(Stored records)
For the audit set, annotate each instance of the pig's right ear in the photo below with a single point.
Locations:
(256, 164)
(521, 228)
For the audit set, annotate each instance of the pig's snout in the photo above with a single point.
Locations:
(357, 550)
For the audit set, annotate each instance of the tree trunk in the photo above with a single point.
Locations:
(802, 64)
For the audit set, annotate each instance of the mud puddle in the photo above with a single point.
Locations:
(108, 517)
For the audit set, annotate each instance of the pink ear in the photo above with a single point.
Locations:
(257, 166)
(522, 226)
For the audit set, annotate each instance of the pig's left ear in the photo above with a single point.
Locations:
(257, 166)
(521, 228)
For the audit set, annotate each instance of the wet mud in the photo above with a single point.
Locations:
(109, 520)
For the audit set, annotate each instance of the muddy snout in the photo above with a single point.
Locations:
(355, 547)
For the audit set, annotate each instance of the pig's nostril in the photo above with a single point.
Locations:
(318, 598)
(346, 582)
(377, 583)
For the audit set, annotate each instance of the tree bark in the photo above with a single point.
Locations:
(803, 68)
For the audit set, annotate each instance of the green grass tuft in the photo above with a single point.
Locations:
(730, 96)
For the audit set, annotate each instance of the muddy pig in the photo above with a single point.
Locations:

...

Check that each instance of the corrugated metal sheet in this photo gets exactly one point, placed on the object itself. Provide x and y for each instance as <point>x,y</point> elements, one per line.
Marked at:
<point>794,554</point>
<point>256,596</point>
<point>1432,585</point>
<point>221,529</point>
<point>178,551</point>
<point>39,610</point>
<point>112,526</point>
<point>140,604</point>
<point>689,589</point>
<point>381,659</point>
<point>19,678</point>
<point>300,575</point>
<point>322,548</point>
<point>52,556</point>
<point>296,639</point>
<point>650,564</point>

Exercise: Please extract each line of the material above that contains the word "tree" and copy it in full.

Reply:
For the audit set, annotate each instance of the tree trunk in the photo above with a single point.
For the audit set, annotate each instance of the tree bark in the photo above with a single point.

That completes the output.